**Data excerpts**
%%

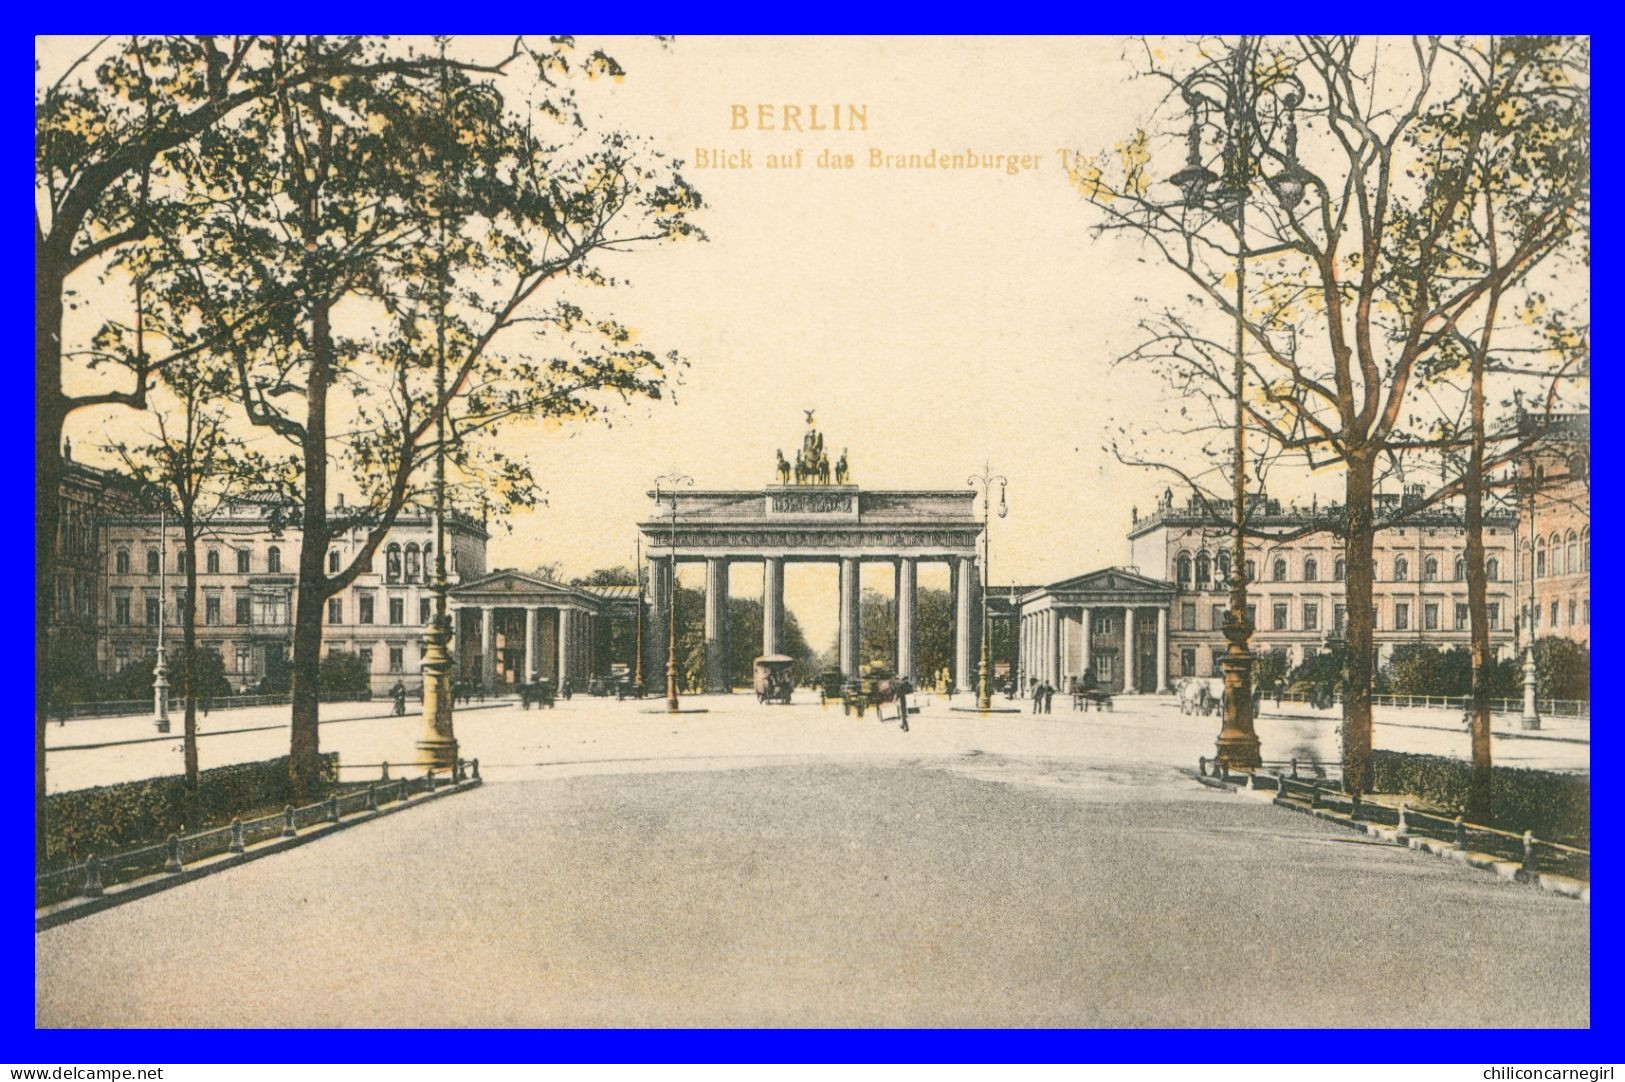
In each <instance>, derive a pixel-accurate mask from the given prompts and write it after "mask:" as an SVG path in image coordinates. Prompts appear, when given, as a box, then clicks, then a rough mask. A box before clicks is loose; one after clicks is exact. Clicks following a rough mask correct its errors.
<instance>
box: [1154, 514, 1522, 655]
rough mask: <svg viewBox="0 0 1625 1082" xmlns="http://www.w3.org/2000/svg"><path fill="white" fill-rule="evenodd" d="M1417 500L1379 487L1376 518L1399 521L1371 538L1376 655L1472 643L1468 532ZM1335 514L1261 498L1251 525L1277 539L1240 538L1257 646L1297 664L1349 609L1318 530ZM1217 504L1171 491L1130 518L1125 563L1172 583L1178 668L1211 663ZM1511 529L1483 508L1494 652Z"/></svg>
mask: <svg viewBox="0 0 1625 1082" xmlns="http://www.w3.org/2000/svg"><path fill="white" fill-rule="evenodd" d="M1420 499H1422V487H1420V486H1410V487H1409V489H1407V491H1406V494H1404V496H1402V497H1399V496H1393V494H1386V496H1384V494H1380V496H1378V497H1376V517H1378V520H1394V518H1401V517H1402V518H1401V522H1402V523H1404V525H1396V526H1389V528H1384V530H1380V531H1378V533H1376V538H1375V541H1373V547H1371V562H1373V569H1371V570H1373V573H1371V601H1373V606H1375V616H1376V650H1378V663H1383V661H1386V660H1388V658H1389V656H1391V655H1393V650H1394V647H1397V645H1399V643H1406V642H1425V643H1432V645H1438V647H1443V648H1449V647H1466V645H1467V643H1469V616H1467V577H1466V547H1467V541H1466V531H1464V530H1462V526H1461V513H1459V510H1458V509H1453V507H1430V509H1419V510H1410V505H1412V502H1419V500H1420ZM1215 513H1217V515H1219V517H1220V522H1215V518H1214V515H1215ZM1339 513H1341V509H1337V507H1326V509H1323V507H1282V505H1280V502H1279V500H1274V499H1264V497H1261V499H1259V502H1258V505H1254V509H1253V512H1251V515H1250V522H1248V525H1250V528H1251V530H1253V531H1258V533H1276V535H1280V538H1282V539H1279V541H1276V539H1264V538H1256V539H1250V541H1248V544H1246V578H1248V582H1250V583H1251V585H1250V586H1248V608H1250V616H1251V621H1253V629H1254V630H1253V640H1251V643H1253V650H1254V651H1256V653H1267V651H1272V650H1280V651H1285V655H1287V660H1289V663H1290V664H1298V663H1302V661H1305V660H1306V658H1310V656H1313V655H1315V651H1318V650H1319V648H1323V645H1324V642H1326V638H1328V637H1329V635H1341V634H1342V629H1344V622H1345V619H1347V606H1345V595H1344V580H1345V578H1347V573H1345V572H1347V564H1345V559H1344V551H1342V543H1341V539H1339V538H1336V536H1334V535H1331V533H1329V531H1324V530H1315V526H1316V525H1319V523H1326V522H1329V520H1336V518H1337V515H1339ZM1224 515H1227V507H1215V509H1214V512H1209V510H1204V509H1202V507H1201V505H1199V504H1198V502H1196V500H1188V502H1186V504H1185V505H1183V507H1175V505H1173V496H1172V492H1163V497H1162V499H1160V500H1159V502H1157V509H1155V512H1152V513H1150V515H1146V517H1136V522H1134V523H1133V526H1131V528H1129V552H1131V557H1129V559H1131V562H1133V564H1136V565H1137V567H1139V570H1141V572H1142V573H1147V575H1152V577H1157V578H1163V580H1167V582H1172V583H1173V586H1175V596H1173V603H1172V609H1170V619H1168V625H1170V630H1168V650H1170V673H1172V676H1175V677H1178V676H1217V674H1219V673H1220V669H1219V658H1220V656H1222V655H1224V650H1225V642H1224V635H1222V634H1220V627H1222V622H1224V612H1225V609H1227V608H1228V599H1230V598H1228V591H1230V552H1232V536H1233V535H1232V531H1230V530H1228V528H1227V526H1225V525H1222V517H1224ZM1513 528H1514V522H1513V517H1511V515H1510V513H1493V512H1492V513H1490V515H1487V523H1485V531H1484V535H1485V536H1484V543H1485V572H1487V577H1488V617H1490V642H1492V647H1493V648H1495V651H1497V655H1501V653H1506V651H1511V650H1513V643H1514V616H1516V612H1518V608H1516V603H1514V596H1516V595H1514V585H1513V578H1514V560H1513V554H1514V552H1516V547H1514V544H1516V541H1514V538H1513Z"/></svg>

%%

**TRY IT**
List every line in the data above that contains the word "following".

**TASK RESULT**
In each <instance>, derive a pixel-accurate mask from the given prompts and write it after "mask:" as an SVG path in image coordinates. Prompts appear, when given, as a box, then clicks, then a rough mask. A box before clicks is loose; one after clicks is exact. Clicks following a rough mask correct its errors.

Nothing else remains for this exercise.